■ Dataset listing:
****************************************

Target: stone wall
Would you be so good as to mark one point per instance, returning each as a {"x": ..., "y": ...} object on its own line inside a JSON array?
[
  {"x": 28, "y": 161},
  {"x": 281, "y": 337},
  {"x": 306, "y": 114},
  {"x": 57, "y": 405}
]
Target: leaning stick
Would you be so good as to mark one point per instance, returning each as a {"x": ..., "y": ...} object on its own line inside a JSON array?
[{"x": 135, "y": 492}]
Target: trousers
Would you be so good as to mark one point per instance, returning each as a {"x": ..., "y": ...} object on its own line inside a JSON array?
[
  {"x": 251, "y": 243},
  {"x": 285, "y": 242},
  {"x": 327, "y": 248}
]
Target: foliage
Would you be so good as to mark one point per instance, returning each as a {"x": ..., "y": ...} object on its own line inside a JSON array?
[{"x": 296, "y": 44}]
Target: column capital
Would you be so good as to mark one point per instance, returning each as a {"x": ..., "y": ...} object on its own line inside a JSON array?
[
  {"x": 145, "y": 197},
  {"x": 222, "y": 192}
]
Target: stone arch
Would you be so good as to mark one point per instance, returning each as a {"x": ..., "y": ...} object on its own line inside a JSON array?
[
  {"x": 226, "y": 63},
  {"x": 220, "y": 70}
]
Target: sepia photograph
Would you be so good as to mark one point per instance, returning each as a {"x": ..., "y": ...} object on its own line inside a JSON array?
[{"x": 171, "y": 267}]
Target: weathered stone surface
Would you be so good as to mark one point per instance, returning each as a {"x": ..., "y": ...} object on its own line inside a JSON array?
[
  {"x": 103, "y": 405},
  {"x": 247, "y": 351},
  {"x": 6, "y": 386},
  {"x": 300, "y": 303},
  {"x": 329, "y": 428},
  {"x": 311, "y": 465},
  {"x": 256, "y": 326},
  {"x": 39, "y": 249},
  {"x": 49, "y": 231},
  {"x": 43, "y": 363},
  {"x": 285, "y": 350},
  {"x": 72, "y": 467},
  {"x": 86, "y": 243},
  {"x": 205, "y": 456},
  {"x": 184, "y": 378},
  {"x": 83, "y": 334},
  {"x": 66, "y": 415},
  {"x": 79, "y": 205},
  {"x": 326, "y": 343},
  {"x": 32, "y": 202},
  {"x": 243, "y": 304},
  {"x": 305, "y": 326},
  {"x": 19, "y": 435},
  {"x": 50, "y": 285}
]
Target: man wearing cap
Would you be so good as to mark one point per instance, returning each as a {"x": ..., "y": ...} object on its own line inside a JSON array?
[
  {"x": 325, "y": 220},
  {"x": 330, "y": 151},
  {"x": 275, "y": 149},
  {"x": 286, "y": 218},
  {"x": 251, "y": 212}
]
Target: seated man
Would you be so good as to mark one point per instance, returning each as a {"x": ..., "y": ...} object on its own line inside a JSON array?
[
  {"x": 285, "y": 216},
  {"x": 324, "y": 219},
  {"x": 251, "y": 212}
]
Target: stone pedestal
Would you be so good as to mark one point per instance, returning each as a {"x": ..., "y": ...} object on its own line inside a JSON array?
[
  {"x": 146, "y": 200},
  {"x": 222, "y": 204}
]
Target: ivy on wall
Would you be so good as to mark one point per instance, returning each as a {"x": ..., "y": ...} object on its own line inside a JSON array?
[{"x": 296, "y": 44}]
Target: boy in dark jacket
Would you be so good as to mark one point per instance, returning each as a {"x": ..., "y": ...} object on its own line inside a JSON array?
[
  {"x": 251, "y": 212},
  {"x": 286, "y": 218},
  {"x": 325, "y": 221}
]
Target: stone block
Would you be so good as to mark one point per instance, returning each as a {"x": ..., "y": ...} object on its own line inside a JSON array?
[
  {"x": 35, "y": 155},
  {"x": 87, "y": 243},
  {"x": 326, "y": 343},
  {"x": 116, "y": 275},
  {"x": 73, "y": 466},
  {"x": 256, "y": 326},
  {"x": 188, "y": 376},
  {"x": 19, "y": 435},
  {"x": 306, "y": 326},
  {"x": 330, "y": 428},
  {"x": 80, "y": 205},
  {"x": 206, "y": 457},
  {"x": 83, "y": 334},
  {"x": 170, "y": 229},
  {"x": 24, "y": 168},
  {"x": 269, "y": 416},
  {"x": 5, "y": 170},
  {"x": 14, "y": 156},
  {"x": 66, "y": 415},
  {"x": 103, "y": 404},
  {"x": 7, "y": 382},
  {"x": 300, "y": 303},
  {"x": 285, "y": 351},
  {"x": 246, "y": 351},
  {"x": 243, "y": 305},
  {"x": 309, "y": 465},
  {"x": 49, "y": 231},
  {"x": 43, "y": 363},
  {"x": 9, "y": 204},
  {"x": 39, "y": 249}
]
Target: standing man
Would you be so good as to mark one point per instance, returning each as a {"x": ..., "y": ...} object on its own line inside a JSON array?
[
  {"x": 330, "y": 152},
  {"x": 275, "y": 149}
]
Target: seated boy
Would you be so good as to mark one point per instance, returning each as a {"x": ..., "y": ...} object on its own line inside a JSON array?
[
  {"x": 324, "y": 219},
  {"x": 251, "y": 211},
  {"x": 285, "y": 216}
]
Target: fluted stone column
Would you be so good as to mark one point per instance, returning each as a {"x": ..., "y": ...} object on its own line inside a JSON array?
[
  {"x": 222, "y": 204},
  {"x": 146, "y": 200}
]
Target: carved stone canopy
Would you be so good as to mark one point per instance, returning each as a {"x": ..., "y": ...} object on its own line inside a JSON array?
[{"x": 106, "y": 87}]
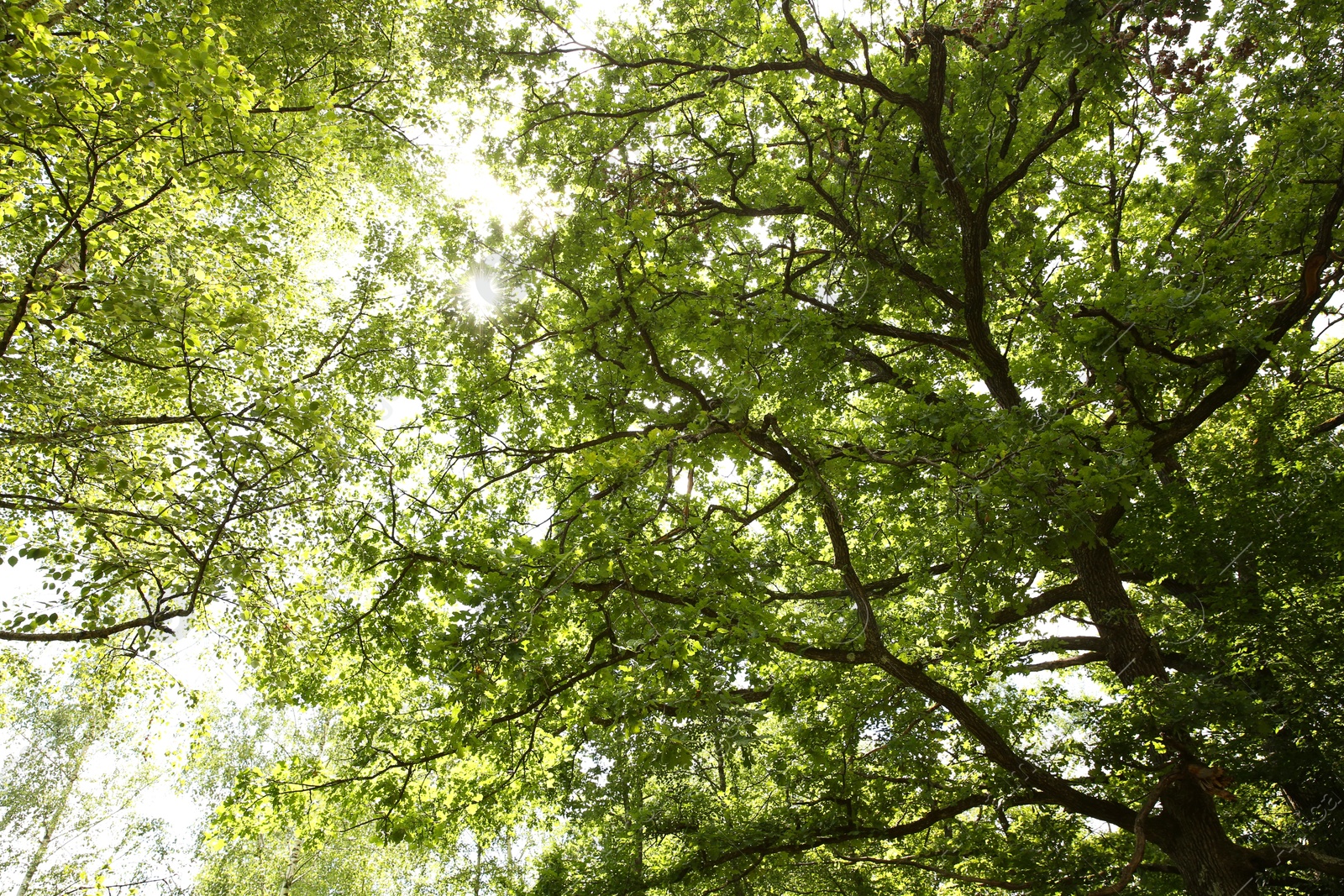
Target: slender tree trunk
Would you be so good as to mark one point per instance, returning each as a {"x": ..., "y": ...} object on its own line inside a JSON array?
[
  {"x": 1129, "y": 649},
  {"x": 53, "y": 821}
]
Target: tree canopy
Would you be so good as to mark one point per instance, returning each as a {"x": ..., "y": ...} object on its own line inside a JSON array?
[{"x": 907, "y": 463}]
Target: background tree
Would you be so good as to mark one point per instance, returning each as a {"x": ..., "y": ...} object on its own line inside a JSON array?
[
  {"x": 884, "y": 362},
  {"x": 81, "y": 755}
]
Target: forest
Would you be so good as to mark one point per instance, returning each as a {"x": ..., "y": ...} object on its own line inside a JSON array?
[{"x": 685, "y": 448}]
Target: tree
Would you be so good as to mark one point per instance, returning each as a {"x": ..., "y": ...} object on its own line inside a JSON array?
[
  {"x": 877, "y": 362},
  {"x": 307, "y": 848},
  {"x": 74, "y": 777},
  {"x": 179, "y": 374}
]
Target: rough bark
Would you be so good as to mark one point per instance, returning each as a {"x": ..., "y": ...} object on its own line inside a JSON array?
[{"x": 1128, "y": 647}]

****************************************

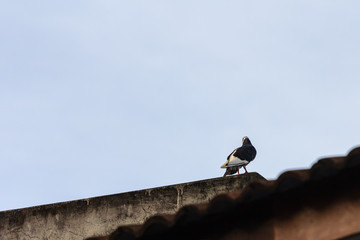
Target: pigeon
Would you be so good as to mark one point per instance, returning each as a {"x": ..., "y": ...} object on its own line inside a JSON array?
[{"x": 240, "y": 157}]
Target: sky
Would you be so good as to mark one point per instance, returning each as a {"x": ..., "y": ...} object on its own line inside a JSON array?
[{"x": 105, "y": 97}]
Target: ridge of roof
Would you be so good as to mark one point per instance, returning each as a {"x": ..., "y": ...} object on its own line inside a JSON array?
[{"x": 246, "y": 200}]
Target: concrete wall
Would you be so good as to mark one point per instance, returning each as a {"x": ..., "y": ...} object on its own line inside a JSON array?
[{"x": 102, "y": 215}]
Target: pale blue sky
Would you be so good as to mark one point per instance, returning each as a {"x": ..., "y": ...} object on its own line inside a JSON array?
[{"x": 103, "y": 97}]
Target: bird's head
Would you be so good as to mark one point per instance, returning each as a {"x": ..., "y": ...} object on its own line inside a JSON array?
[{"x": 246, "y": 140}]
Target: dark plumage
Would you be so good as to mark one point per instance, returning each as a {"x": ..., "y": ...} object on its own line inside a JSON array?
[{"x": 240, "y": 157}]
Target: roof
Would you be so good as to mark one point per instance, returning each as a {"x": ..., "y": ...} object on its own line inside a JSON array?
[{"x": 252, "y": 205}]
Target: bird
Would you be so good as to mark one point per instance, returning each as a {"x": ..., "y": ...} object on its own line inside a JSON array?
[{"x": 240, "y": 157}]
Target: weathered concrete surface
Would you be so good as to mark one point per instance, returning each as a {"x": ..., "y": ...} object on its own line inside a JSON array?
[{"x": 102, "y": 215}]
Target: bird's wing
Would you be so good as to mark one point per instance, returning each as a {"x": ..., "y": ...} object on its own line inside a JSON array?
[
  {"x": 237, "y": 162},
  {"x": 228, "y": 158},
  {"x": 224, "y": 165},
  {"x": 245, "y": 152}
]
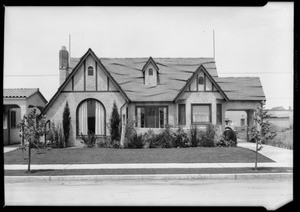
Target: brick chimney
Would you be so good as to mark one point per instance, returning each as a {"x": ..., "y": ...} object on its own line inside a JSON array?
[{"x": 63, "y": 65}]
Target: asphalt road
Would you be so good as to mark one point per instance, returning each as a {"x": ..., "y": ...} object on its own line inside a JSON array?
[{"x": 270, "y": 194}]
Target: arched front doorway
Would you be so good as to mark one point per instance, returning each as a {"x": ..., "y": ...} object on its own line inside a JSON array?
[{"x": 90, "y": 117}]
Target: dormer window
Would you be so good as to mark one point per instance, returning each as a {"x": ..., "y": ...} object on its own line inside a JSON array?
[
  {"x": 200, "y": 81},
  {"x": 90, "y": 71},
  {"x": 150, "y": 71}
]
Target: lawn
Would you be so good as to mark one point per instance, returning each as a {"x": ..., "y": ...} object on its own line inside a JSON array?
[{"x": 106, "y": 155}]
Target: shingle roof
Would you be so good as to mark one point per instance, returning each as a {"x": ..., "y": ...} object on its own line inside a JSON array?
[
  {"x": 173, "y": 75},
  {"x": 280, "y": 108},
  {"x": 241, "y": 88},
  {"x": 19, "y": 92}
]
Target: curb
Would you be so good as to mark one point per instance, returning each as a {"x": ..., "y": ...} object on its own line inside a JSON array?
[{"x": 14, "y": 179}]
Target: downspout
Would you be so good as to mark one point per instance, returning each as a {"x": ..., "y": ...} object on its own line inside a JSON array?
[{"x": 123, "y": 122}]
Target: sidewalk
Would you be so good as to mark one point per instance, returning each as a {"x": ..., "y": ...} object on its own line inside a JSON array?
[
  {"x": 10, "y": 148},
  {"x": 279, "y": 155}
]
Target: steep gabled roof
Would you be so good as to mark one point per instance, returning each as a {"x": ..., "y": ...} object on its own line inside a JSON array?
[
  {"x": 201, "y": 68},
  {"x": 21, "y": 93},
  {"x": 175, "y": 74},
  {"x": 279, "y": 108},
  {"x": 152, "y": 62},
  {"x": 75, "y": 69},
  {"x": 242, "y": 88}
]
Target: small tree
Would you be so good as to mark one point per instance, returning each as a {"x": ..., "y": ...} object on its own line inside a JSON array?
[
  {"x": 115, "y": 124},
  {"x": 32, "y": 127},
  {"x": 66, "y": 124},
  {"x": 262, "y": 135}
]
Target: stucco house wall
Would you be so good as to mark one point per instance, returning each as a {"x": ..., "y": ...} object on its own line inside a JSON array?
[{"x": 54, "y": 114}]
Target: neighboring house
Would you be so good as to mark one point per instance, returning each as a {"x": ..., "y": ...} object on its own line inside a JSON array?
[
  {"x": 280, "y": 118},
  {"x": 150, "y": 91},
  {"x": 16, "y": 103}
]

****************************************

■ Task objective: Tally the lines of the listing above that contain the string "surface". Reply with the count alone.

■ Result for this task: 2